# DATASET ENTRIES
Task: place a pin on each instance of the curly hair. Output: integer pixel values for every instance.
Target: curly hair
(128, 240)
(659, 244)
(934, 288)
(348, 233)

# DIRECTIONS
Reproduce every line of the items above word for word, keeping the same order.

# IN RESPONSE
Task: place a pin on each instance of the curly hair. Output: integer pixel values for every instance.
Target: curly hair
(128, 240)
(659, 244)
(934, 288)
(348, 233)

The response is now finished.